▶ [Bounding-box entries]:

* * * * * * *

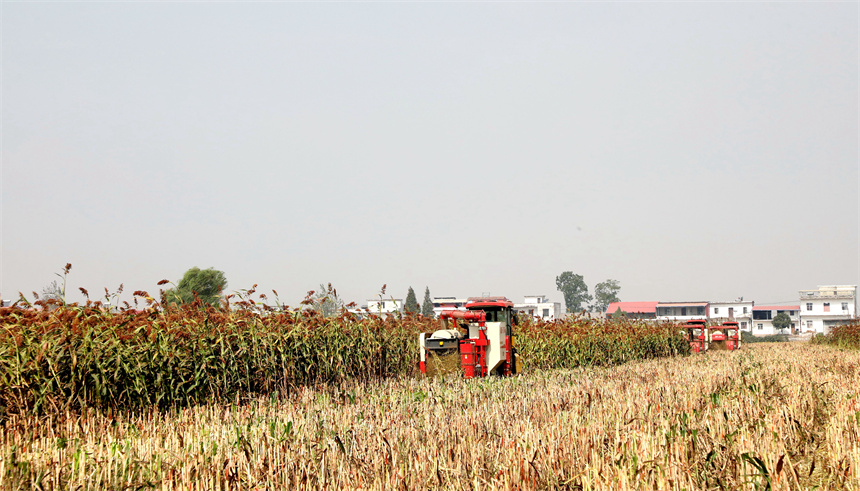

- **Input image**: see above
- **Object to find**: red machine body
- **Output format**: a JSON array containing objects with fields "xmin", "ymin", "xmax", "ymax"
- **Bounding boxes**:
[
  {"xmin": 684, "ymin": 319, "xmax": 708, "ymax": 353},
  {"xmin": 419, "ymin": 297, "xmax": 517, "ymax": 379}
]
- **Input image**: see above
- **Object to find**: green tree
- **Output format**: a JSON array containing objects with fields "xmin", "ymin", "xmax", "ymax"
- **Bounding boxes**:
[
  {"xmin": 307, "ymin": 283, "xmax": 343, "ymax": 317},
  {"xmin": 591, "ymin": 280, "xmax": 621, "ymax": 313},
  {"xmin": 403, "ymin": 286, "xmax": 418, "ymax": 314},
  {"xmin": 773, "ymin": 312, "xmax": 791, "ymax": 332},
  {"xmin": 421, "ymin": 286, "xmax": 433, "ymax": 317},
  {"xmin": 555, "ymin": 271, "xmax": 591, "ymax": 312},
  {"xmin": 164, "ymin": 266, "xmax": 227, "ymax": 306}
]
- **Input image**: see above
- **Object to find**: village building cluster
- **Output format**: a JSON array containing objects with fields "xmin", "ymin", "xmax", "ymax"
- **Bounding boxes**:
[{"xmin": 605, "ymin": 285, "xmax": 857, "ymax": 336}]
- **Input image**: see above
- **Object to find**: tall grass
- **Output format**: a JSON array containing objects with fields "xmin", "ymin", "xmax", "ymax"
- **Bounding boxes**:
[
  {"xmin": 0, "ymin": 343, "xmax": 860, "ymax": 491},
  {"xmin": 516, "ymin": 316, "xmax": 690, "ymax": 369},
  {"xmin": 0, "ymin": 291, "xmax": 689, "ymax": 420}
]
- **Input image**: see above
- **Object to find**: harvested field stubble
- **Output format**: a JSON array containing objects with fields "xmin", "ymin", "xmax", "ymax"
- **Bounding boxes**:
[
  {"xmin": 0, "ymin": 343, "xmax": 860, "ymax": 490},
  {"xmin": 0, "ymin": 304, "xmax": 689, "ymax": 421}
]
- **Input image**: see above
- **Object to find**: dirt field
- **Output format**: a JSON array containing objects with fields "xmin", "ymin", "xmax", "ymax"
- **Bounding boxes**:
[{"xmin": 0, "ymin": 343, "xmax": 860, "ymax": 490}]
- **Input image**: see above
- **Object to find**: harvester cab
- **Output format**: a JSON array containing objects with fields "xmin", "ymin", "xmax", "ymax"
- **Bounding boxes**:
[
  {"xmin": 684, "ymin": 319, "xmax": 708, "ymax": 353},
  {"xmin": 720, "ymin": 321, "xmax": 741, "ymax": 351},
  {"xmin": 418, "ymin": 297, "xmax": 517, "ymax": 378}
]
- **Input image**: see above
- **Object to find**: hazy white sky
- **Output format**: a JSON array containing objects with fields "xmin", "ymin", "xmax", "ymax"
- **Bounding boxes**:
[{"xmin": 0, "ymin": 2, "xmax": 860, "ymax": 312}]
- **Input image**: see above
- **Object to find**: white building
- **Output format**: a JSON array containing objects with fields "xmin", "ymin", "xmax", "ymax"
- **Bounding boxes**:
[
  {"xmin": 366, "ymin": 298, "xmax": 403, "ymax": 316},
  {"xmin": 433, "ymin": 297, "xmax": 468, "ymax": 317},
  {"xmin": 800, "ymin": 285, "xmax": 857, "ymax": 334},
  {"xmin": 752, "ymin": 305, "xmax": 800, "ymax": 336},
  {"xmin": 657, "ymin": 302, "xmax": 709, "ymax": 322},
  {"xmin": 514, "ymin": 295, "xmax": 561, "ymax": 321},
  {"xmin": 708, "ymin": 297, "xmax": 755, "ymax": 331}
]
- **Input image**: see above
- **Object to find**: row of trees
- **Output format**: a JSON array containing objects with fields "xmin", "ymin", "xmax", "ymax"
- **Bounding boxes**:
[
  {"xmin": 555, "ymin": 271, "xmax": 621, "ymax": 312},
  {"xmin": 42, "ymin": 267, "xmax": 624, "ymax": 324}
]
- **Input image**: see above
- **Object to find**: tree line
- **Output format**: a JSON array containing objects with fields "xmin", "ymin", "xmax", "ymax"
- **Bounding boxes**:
[{"xmin": 555, "ymin": 271, "xmax": 621, "ymax": 313}]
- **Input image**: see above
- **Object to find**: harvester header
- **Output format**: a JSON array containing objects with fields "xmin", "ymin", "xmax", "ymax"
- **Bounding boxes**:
[{"xmin": 418, "ymin": 297, "xmax": 517, "ymax": 378}]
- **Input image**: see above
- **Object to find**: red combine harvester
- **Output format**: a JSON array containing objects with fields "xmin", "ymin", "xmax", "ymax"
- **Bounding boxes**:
[
  {"xmin": 418, "ymin": 297, "xmax": 517, "ymax": 378},
  {"xmin": 711, "ymin": 321, "xmax": 741, "ymax": 351},
  {"xmin": 684, "ymin": 319, "xmax": 708, "ymax": 353}
]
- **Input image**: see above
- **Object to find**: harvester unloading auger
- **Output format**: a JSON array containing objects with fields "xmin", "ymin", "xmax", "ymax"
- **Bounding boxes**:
[{"xmin": 418, "ymin": 297, "xmax": 517, "ymax": 378}]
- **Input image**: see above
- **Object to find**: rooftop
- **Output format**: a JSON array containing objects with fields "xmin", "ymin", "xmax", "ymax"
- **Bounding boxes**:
[{"xmin": 606, "ymin": 302, "xmax": 657, "ymax": 314}]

* * * * * * *

▶ [Work to do]:
Extract every line of the entries above that contains the string "harvester", copying each line unchanged.

▶ [Finished task]:
- **Object to find**: harvester cab
- **Object to find**: harvester header
- **Object to find**: red combine harvester
- **Object to find**: harvester unloading auger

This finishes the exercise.